**Stated problem**
Starting at the line that holds "In this exercise you will mark each instance of the sky", set down each line through the end of the listing, exactly as written and with nothing added.

[start Raw data]

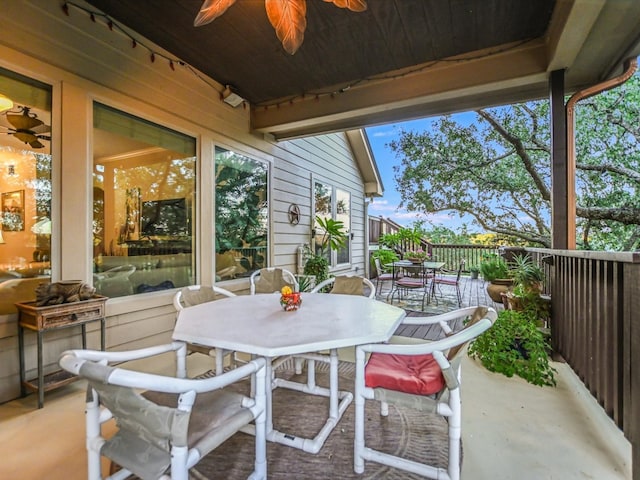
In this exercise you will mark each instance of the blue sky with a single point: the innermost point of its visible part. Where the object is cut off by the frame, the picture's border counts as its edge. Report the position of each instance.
(388, 205)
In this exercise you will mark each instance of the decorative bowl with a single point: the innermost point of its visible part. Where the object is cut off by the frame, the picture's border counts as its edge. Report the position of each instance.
(290, 301)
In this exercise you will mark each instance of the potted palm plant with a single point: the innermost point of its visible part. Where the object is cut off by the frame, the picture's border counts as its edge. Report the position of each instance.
(333, 238)
(495, 270)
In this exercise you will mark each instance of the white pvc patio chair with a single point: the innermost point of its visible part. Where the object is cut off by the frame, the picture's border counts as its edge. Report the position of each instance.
(271, 280)
(424, 376)
(195, 295)
(168, 429)
(347, 286)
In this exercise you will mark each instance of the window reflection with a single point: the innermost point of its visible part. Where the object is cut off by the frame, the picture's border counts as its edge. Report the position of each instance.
(242, 215)
(332, 203)
(143, 183)
(25, 183)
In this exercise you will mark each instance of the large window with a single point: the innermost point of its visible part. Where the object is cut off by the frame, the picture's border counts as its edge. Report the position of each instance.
(25, 186)
(334, 203)
(242, 215)
(143, 205)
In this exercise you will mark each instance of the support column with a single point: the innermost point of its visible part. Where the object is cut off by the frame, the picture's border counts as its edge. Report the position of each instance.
(563, 210)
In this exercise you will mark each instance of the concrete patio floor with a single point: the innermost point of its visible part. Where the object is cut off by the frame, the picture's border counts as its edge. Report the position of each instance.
(511, 430)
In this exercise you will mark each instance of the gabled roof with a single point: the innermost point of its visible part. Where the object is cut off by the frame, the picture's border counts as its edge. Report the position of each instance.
(400, 59)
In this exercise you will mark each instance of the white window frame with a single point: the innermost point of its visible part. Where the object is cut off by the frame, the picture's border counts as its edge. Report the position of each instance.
(333, 261)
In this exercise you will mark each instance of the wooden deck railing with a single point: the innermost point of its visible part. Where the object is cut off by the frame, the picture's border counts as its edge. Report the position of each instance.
(595, 326)
(595, 323)
(452, 254)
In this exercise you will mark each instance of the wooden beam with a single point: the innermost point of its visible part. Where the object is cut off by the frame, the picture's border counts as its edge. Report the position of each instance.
(563, 231)
(410, 93)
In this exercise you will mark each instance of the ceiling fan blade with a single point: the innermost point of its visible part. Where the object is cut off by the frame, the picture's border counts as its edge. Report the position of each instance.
(44, 128)
(23, 121)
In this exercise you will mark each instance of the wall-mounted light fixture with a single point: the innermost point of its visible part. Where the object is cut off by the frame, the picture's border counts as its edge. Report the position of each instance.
(231, 98)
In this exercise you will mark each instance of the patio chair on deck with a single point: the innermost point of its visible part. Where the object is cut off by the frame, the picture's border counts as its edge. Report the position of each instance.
(195, 295)
(423, 376)
(271, 280)
(382, 276)
(347, 285)
(442, 279)
(168, 429)
(417, 280)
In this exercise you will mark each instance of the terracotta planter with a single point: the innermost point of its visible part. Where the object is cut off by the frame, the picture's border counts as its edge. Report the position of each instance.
(497, 287)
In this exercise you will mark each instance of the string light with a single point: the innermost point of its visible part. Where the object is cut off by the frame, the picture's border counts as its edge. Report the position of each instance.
(172, 62)
(316, 95)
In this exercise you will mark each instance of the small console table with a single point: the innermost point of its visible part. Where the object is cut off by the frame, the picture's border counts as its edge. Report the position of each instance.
(55, 317)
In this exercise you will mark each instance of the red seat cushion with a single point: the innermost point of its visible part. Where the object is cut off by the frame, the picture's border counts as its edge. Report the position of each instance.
(417, 374)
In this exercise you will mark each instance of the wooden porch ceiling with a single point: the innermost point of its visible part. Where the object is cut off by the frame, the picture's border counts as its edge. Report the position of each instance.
(400, 59)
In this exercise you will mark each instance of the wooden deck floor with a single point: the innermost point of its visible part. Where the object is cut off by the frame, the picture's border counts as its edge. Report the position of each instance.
(473, 293)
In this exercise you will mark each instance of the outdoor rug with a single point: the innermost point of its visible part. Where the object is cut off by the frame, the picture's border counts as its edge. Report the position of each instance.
(405, 432)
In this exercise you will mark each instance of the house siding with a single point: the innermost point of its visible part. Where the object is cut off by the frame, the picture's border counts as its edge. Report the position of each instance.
(85, 62)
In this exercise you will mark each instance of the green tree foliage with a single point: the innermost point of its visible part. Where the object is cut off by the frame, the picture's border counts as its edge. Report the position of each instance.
(497, 170)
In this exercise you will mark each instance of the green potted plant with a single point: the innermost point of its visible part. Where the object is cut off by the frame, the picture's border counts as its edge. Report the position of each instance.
(386, 257)
(474, 271)
(495, 270)
(515, 346)
(528, 278)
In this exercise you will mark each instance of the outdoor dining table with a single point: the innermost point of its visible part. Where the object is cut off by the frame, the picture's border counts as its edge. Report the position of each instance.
(410, 268)
(258, 325)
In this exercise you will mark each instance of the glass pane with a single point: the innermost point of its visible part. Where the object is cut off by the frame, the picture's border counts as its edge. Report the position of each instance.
(25, 183)
(343, 214)
(144, 182)
(242, 215)
(323, 209)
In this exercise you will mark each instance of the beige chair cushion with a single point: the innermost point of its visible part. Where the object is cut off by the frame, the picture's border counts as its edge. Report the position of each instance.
(348, 286)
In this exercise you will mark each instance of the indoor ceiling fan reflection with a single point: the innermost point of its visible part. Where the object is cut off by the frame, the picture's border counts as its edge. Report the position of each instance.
(27, 127)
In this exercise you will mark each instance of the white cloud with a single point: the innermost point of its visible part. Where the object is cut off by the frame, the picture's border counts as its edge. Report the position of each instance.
(405, 218)
(383, 133)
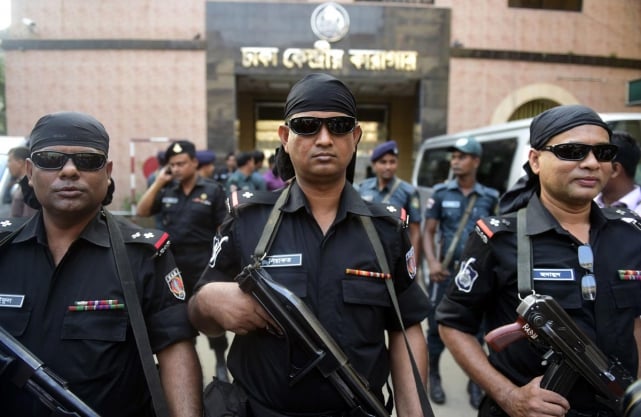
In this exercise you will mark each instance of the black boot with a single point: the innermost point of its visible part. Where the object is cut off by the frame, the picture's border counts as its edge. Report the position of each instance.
(436, 389)
(476, 394)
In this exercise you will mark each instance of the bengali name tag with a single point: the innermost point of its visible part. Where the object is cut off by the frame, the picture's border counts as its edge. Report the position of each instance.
(294, 259)
(11, 300)
(553, 274)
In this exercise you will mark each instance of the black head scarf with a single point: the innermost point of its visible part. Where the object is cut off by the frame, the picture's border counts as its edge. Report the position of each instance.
(316, 92)
(70, 129)
(544, 127)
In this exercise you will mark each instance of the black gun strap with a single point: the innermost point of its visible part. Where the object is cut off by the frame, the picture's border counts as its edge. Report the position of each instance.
(266, 239)
(375, 240)
(135, 316)
(523, 255)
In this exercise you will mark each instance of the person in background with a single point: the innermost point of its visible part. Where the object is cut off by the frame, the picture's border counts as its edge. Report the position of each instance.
(452, 210)
(385, 187)
(272, 180)
(569, 162)
(64, 259)
(17, 165)
(245, 177)
(620, 190)
(319, 237)
(221, 175)
(206, 160)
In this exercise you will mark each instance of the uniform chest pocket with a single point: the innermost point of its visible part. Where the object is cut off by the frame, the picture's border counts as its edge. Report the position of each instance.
(626, 294)
(95, 325)
(15, 320)
(373, 293)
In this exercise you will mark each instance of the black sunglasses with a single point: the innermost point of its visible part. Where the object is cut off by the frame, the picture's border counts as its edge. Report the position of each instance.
(84, 161)
(307, 126)
(579, 151)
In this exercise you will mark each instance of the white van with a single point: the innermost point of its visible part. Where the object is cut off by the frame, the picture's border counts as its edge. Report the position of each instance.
(505, 150)
(6, 182)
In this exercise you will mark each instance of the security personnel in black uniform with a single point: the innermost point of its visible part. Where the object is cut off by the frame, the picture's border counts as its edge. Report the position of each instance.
(191, 208)
(61, 293)
(320, 236)
(569, 163)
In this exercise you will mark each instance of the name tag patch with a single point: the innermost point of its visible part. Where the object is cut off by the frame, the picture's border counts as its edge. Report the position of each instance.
(553, 274)
(294, 259)
(11, 300)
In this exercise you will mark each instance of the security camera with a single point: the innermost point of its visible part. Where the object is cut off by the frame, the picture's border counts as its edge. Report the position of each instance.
(28, 23)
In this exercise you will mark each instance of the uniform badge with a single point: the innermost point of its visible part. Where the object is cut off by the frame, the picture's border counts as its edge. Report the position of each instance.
(629, 275)
(466, 276)
(217, 245)
(410, 261)
(175, 282)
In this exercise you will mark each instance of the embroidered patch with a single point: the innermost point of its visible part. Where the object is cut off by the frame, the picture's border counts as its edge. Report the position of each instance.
(466, 276)
(629, 275)
(11, 300)
(553, 274)
(217, 245)
(175, 282)
(294, 259)
(411, 262)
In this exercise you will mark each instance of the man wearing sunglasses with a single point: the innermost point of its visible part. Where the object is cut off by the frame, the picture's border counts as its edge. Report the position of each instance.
(318, 239)
(63, 297)
(621, 190)
(584, 257)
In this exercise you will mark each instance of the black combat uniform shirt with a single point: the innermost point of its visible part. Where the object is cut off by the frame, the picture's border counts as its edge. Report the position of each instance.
(355, 310)
(487, 284)
(94, 351)
(192, 222)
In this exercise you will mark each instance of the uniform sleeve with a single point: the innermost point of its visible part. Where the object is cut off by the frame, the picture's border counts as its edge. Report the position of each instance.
(412, 300)
(164, 304)
(414, 206)
(464, 302)
(223, 262)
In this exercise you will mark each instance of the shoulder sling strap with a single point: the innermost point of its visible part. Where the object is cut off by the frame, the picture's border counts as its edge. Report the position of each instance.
(459, 230)
(135, 316)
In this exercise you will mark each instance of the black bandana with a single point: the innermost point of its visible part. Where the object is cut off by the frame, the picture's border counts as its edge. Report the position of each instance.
(320, 92)
(544, 127)
(71, 129)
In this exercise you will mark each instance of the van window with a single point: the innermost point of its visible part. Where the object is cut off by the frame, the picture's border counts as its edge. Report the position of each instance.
(496, 163)
(494, 170)
(434, 167)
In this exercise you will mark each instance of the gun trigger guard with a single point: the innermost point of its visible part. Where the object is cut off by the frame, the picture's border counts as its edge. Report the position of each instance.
(523, 298)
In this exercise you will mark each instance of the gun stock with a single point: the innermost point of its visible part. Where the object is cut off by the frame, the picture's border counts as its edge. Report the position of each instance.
(572, 353)
(297, 321)
(26, 371)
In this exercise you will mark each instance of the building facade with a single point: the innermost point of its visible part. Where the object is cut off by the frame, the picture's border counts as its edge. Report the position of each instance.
(217, 73)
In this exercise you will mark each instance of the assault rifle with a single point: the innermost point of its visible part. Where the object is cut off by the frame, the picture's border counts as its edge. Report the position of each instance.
(23, 369)
(299, 323)
(572, 353)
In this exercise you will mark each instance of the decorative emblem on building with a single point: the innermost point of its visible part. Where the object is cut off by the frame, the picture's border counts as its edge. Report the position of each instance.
(330, 22)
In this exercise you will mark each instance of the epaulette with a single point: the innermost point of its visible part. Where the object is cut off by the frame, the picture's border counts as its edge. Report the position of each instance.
(158, 239)
(239, 199)
(623, 214)
(390, 212)
(487, 227)
(10, 225)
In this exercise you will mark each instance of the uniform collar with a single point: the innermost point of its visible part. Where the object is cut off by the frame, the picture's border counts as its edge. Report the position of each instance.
(350, 201)
(95, 232)
(540, 220)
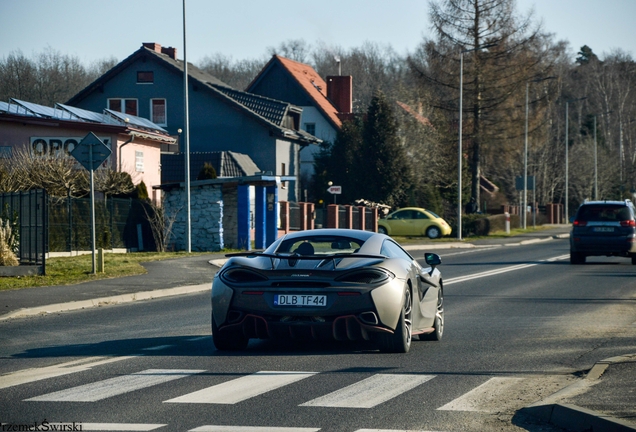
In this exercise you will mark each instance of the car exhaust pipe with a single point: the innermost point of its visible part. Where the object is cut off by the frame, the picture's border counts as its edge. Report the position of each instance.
(369, 318)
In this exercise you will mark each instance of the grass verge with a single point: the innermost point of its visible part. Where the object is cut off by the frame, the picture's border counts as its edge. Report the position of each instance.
(76, 269)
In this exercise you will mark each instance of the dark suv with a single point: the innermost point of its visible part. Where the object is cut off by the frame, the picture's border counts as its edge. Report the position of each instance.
(603, 228)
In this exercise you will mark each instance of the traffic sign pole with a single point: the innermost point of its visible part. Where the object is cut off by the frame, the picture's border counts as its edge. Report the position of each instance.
(91, 152)
(92, 211)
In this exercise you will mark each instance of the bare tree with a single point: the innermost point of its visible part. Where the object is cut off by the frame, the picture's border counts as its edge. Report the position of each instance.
(237, 74)
(161, 223)
(493, 79)
(47, 78)
(293, 49)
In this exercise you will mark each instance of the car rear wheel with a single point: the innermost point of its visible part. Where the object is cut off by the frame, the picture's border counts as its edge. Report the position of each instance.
(577, 258)
(433, 232)
(438, 324)
(400, 340)
(225, 341)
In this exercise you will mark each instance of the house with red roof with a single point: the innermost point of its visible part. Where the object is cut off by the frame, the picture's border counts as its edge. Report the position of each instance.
(325, 103)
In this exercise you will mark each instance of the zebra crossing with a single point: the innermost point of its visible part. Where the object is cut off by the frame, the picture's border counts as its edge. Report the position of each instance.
(366, 393)
(369, 391)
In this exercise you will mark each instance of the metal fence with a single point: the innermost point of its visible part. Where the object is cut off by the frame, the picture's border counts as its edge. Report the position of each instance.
(28, 210)
(119, 223)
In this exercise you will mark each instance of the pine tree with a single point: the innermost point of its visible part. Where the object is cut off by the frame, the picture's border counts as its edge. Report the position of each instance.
(382, 164)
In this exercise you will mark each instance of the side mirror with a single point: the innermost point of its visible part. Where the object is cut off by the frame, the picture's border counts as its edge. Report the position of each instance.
(432, 259)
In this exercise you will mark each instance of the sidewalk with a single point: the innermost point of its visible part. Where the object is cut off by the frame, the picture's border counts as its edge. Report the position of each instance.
(605, 400)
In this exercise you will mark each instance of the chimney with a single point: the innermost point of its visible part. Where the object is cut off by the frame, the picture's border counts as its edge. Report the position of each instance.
(339, 91)
(153, 46)
(170, 52)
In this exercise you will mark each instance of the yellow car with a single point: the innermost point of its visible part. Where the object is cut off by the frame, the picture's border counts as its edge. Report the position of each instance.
(413, 221)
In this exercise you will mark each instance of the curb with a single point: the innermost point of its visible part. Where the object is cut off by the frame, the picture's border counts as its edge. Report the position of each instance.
(576, 418)
(105, 301)
(147, 295)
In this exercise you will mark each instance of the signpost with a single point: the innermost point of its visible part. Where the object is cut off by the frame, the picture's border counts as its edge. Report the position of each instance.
(334, 190)
(91, 152)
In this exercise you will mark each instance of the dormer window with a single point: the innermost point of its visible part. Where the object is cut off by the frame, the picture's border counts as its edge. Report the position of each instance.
(127, 106)
(145, 77)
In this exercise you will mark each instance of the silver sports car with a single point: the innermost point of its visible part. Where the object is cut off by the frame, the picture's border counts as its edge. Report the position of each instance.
(328, 284)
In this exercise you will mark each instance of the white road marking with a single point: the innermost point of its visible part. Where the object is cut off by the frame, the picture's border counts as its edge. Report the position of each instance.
(371, 391)
(472, 400)
(110, 426)
(196, 339)
(37, 374)
(211, 428)
(390, 430)
(501, 270)
(115, 386)
(157, 348)
(243, 388)
(480, 249)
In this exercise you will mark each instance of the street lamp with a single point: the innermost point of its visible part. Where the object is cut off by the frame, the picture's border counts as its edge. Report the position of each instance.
(567, 102)
(459, 152)
(525, 156)
(595, 164)
(187, 139)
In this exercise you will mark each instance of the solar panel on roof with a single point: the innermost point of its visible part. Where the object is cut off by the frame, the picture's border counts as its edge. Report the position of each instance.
(37, 109)
(134, 120)
(82, 113)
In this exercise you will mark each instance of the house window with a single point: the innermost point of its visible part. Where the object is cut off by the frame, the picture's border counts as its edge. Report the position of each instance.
(145, 77)
(158, 111)
(282, 173)
(127, 106)
(139, 161)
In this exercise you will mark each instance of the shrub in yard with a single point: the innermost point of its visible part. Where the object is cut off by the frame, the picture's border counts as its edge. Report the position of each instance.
(7, 257)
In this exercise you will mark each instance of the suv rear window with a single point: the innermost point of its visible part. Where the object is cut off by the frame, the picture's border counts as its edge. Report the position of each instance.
(604, 213)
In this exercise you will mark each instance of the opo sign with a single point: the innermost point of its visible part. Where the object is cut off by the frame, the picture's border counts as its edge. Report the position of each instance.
(53, 146)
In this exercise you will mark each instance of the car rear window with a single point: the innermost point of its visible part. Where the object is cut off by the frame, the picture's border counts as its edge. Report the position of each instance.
(320, 245)
(604, 213)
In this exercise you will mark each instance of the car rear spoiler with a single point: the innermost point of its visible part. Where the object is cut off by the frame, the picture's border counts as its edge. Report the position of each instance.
(296, 257)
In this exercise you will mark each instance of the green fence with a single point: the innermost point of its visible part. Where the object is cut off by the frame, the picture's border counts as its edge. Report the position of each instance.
(119, 223)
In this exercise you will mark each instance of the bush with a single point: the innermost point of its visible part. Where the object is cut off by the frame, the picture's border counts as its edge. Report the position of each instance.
(142, 191)
(7, 257)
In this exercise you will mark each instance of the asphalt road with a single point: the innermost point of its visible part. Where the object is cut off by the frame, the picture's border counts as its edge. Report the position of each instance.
(521, 323)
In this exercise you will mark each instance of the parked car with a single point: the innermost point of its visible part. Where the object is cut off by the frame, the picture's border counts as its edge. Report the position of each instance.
(328, 284)
(414, 221)
(603, 228)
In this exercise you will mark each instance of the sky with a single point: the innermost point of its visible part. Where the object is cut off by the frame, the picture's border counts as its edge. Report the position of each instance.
(93, 30)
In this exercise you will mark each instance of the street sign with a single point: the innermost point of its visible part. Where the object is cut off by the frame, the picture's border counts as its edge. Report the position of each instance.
(335, 190)
(91, 152)
(519, 183)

[end Raw data]

**Complete output**
In this exercise you will mark each instance of the sky with a single point: the innermost point of its visible part. Where the object is cut off by the frame, the picture's border counts as its edge. Report the position of each instance.
(93, 30)
In this exercise you will mark each instance of the street sign with a single point: the innermost point of its visible part. Where the object is cut off by the frame, the picture's border counts as its edge. Report the position of each instance.
(335, 190)
(91, 152)
(519, 183)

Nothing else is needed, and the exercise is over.